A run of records
<<<<

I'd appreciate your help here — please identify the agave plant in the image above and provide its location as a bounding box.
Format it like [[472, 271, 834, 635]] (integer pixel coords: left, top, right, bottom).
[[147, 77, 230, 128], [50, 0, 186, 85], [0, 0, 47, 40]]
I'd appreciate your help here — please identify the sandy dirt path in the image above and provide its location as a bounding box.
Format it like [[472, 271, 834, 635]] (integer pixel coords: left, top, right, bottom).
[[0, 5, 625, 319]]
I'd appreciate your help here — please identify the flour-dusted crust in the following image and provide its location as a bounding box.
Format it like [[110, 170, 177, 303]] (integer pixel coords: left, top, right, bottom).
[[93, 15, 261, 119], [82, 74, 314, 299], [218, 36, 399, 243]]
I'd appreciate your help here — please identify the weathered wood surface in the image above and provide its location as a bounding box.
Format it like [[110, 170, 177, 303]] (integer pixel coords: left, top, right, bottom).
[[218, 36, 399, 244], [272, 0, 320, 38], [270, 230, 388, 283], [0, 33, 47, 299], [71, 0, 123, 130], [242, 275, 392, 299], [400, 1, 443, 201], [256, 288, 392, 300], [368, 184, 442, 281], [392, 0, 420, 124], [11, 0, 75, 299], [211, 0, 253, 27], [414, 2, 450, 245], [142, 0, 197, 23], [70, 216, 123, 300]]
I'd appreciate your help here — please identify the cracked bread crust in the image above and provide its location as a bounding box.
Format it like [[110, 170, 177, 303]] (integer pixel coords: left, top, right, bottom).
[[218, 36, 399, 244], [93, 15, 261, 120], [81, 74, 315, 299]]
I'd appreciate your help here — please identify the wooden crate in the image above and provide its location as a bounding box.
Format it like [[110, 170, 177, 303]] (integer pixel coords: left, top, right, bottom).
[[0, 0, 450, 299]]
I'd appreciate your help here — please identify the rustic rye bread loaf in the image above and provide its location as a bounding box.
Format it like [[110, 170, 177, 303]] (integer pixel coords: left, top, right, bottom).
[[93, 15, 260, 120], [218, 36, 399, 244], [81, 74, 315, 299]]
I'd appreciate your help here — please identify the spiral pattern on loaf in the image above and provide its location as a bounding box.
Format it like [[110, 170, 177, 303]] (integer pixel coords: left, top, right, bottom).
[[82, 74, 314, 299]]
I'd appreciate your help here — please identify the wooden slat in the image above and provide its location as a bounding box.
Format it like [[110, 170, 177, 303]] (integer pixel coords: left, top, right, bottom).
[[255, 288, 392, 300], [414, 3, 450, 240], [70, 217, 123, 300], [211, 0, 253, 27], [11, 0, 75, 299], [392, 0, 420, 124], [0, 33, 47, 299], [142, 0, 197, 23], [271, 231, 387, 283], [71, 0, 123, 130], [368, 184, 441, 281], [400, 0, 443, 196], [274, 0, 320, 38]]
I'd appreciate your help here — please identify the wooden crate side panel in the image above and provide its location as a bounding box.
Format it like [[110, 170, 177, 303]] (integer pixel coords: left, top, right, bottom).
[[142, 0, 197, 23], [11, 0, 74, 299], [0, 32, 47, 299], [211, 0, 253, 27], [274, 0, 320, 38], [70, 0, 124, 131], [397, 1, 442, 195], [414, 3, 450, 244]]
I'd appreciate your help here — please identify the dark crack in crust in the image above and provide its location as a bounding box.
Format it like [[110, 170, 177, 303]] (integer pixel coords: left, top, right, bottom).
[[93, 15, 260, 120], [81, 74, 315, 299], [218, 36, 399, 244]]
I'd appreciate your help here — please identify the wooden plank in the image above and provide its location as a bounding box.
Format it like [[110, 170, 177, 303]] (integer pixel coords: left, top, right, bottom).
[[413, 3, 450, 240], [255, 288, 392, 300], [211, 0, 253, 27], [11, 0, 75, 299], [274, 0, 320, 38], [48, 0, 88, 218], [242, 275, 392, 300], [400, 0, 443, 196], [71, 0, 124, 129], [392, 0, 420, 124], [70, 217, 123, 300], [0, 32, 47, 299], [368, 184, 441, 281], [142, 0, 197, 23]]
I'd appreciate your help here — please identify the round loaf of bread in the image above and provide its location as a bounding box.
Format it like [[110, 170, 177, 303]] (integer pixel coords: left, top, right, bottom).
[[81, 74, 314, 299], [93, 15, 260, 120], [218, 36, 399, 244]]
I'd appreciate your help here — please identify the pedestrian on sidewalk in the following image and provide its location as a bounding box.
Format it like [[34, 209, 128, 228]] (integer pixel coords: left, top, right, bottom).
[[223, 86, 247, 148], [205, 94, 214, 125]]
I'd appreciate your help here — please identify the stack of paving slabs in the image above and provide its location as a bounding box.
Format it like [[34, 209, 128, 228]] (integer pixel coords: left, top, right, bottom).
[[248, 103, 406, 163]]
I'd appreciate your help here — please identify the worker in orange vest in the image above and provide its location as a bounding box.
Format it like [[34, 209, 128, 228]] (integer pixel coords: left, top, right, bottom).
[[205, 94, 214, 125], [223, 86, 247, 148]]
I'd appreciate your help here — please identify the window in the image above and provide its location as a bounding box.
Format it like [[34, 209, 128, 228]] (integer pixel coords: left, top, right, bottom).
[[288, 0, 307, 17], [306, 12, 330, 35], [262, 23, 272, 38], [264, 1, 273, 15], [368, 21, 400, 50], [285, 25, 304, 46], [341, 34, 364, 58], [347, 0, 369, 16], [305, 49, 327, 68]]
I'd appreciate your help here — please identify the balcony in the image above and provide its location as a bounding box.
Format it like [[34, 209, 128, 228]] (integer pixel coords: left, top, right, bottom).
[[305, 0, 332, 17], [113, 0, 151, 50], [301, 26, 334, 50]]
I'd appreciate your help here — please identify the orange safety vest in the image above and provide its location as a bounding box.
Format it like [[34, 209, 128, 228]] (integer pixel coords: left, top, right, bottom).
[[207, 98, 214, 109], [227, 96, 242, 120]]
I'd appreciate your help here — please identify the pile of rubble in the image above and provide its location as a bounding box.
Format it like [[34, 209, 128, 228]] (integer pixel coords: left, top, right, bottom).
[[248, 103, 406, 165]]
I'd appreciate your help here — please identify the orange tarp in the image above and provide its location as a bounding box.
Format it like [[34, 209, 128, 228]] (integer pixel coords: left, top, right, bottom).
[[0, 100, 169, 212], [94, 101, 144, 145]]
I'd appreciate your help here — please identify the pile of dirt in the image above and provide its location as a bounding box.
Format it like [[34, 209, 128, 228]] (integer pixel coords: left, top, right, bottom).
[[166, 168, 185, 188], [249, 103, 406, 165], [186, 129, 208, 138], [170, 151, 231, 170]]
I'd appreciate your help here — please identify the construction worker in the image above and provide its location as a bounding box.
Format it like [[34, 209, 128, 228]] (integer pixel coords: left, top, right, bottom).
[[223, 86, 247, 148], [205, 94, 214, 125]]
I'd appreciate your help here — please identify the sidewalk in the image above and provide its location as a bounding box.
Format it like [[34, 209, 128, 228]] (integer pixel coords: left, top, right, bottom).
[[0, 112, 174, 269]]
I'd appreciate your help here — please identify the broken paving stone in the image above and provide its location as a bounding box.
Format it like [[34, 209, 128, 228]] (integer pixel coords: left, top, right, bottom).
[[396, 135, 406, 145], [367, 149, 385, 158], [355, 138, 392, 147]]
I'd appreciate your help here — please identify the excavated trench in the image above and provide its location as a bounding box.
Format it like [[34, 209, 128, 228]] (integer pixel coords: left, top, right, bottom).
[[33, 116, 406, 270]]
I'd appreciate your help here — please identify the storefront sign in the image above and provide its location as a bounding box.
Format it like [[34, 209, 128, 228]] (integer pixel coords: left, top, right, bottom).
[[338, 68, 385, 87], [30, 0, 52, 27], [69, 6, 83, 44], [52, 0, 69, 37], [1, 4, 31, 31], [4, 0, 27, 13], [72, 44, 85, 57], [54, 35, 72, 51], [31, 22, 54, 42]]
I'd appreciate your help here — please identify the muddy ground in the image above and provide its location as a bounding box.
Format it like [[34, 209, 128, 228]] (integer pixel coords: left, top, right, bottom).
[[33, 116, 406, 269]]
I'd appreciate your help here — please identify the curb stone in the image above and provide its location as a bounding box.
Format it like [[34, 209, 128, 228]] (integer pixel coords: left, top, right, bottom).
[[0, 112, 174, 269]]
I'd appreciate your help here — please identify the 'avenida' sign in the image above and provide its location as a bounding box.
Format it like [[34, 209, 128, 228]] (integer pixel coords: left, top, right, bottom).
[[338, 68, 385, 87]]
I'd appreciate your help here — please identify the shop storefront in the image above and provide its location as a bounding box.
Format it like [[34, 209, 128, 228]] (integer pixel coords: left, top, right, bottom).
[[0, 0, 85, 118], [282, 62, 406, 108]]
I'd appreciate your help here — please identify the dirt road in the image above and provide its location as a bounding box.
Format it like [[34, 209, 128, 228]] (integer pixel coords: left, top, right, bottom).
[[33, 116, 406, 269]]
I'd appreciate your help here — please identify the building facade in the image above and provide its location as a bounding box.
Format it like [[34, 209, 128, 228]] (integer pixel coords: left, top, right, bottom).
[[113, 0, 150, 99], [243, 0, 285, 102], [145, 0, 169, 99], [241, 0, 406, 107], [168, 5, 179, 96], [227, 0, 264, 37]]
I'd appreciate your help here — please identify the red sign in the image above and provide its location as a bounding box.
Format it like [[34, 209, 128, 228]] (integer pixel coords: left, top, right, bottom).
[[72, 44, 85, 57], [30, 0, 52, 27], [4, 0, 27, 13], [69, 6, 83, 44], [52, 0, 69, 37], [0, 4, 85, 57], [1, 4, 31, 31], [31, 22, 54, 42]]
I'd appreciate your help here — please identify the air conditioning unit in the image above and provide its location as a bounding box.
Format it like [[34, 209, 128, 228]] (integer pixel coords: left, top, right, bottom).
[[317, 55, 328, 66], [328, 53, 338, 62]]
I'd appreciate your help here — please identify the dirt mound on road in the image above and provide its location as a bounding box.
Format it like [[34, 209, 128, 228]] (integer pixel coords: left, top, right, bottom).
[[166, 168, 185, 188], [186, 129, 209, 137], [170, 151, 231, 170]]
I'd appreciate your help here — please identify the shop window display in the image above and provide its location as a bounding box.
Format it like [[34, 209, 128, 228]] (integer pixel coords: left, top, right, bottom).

>>>>

Brief – Please set down, unchanged, the rows that begin at the line containing "I'd appreciate your help here — please identify the red" and end after the line containing "[[317, 55, 328, 66], [328, 53, 338, 62]]".

Complete output –
I'd appreciate your help here — please identify the red sign in the image above and provide its location as a bounding box.
Format it like [[34, 209, 128, 228]] (integer pixel coords: left, top, right, bottom).
[[72, 44, 85, 57], [30, 0, 52, 27], [4, 0, 27, 13], [69, 6, 83, 44], [52, 0, 69, 37], [0, 4, 85, 57], [1, 4, 31, 31], [31, 22, 54, 42]]
I'd appreciate your help here — please identify the air conditioning unit in the image above and provide its location as a bounding box.
Format it like [[34, 209, 128, 228]] (integer pixel coords: left, top, right, bottom).
[[317, 55, 328, 66], [328, 53, 338, 62]]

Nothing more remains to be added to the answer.